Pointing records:
========================
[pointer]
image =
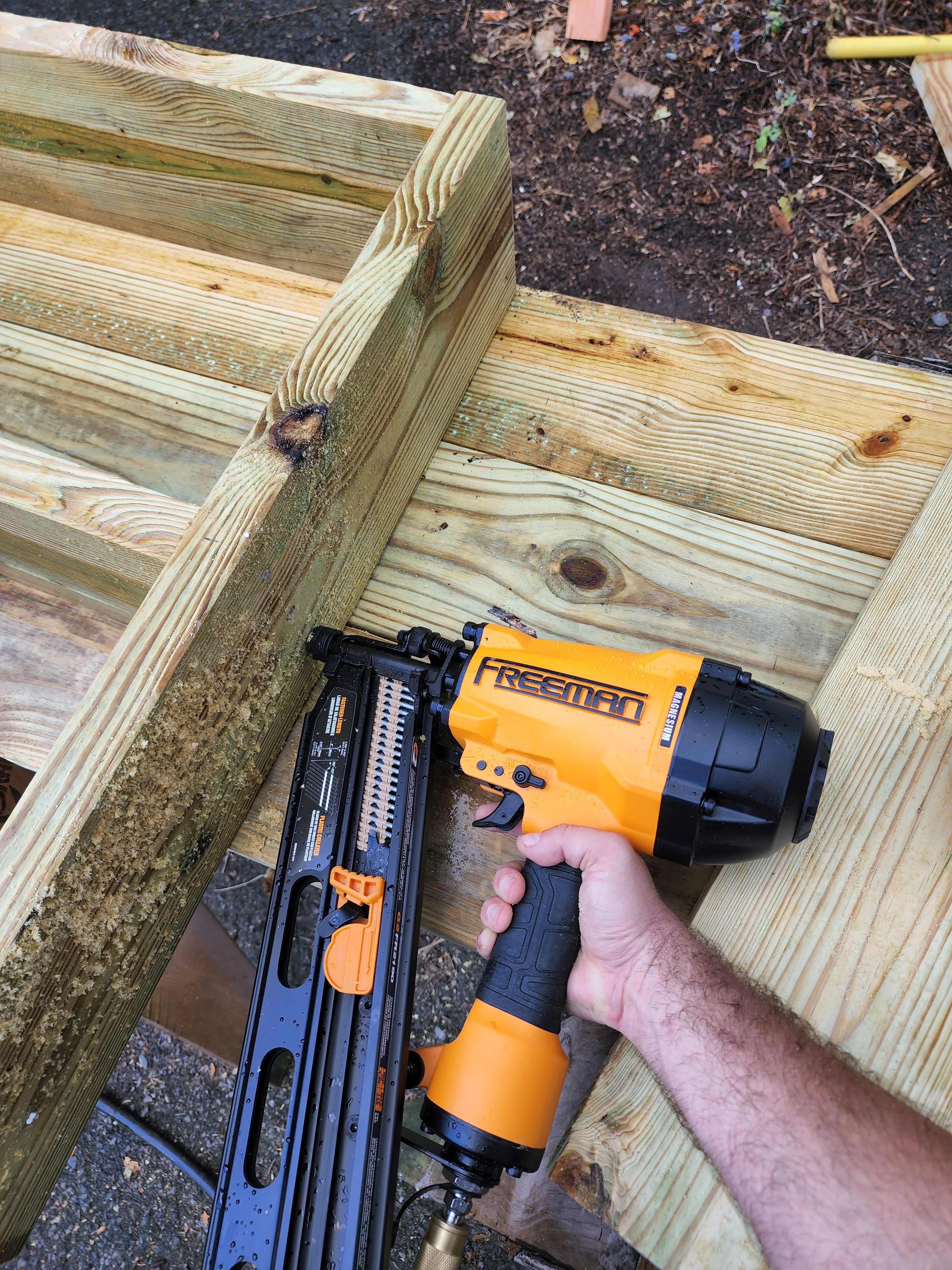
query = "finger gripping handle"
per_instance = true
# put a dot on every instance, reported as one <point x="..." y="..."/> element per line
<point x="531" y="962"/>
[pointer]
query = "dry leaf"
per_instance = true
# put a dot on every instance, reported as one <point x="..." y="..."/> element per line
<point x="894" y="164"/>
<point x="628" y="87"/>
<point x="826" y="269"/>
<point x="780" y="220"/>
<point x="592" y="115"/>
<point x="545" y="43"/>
========================
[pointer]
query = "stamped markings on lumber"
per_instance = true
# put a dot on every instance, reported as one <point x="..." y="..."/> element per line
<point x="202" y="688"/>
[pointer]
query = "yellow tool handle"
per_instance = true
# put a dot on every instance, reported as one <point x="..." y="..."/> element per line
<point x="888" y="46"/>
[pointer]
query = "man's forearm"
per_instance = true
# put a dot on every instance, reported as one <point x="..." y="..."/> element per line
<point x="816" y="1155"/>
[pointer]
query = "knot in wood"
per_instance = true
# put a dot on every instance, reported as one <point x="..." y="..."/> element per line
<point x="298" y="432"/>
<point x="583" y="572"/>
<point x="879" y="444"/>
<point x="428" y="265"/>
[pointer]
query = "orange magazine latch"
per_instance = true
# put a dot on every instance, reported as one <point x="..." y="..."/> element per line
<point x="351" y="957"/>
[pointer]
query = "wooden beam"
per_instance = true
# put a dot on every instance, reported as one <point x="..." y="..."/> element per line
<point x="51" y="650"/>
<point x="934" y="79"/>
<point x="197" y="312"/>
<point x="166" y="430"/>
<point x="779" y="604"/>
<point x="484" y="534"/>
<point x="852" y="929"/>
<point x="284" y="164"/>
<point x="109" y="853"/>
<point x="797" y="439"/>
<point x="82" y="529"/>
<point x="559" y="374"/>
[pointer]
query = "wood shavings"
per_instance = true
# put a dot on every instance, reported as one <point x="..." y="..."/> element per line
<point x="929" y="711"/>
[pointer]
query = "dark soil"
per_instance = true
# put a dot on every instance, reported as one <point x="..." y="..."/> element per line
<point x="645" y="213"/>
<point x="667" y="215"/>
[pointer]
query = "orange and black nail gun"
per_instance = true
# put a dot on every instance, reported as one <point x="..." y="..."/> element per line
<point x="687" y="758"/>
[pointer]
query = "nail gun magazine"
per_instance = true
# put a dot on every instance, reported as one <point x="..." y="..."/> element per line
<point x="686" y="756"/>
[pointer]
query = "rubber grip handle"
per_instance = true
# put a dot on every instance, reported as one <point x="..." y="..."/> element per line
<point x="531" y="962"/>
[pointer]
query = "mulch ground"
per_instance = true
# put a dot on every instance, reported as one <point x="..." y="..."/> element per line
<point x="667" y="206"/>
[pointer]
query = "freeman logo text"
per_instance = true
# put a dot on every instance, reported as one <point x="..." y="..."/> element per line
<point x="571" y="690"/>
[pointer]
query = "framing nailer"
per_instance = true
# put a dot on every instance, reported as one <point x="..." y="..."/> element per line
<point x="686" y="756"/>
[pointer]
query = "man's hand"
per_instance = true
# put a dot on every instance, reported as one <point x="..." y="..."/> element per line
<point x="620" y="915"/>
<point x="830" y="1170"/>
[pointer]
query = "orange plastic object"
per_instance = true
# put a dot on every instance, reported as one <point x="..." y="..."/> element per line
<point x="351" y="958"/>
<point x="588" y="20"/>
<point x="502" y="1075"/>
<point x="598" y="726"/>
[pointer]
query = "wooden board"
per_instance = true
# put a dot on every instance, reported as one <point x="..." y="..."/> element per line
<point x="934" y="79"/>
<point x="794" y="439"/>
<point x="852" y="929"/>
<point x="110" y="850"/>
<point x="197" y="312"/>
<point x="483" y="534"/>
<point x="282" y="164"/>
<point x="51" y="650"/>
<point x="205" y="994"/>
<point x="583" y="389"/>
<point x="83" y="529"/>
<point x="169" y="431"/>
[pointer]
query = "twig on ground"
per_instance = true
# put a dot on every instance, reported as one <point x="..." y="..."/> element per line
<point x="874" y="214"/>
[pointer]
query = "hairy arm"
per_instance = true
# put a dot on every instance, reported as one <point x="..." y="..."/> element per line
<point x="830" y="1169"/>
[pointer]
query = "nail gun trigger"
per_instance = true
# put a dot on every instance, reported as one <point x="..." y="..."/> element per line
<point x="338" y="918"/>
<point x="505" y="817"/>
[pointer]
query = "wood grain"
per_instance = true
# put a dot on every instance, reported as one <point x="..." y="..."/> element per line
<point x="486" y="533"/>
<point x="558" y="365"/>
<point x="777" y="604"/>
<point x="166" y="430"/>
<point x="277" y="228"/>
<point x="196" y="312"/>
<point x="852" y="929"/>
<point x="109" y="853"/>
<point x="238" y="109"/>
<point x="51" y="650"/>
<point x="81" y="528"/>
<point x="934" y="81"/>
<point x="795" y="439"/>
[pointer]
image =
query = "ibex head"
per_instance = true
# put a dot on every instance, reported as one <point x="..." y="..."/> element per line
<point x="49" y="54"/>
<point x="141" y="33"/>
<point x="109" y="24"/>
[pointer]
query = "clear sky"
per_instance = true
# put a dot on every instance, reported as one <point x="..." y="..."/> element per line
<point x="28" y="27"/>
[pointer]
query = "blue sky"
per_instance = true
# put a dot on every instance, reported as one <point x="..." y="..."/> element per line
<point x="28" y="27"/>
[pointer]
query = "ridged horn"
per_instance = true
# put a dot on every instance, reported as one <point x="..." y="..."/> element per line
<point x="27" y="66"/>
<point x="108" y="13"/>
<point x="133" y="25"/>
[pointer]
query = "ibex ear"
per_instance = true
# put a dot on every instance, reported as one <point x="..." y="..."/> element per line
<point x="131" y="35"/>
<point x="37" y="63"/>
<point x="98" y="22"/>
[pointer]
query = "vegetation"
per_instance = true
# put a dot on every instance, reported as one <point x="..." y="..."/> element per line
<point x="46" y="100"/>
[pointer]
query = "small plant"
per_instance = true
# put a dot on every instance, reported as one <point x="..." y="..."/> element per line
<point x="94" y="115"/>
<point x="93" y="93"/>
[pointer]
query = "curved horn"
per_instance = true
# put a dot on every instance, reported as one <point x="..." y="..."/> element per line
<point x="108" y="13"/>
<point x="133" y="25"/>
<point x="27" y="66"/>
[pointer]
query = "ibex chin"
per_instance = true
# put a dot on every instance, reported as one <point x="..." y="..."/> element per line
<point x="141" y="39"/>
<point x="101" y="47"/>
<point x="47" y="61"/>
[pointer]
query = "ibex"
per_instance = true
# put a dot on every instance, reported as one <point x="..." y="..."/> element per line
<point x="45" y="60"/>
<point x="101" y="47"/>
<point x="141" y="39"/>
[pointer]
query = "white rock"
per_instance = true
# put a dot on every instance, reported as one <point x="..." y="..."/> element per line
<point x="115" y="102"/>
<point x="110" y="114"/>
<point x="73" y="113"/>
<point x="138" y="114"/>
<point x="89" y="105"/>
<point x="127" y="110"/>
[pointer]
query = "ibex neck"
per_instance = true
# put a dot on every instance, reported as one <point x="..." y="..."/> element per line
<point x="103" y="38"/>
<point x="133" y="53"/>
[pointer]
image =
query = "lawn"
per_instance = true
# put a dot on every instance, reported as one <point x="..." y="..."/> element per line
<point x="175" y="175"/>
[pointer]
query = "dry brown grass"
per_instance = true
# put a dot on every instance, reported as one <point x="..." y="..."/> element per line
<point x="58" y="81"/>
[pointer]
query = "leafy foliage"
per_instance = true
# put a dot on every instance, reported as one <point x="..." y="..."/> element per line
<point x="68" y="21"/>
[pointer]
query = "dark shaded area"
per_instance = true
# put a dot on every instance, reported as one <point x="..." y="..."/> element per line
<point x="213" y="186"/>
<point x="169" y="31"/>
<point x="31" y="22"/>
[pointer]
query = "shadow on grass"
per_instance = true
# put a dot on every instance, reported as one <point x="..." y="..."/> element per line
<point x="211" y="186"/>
========================
Locate every line in the records above that contains the string "grass" and copy each of those lines.

query = "dry brown grass"
query = "shadow on grass"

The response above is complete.